Stated goal: Pick out every line in the material below that contains the word "head", and copy each of those lines.

Dataset rows:

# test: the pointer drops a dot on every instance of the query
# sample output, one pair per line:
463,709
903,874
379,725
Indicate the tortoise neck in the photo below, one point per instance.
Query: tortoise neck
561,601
* * *
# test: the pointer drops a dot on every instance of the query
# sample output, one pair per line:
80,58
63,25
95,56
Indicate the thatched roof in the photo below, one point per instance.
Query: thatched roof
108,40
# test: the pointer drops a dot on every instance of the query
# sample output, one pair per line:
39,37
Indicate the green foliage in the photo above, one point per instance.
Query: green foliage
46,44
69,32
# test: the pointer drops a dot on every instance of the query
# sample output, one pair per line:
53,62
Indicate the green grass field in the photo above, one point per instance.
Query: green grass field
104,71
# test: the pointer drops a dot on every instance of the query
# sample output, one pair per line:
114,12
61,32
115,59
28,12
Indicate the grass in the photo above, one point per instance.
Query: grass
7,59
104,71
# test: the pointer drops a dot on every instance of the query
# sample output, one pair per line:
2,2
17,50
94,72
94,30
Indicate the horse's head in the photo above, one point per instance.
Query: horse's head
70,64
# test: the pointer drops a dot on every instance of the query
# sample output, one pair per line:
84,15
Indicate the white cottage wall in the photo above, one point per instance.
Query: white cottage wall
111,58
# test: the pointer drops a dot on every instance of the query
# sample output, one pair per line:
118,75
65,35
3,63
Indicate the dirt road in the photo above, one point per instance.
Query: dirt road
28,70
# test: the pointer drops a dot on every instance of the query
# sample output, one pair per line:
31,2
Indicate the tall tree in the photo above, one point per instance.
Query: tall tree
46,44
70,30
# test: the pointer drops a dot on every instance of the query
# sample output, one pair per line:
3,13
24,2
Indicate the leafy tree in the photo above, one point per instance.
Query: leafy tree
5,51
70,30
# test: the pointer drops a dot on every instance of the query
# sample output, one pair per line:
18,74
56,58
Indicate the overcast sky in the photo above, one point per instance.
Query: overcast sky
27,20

Complete response:
Indicate the horse's head in the photo above, one point per instance.
Query: horse's head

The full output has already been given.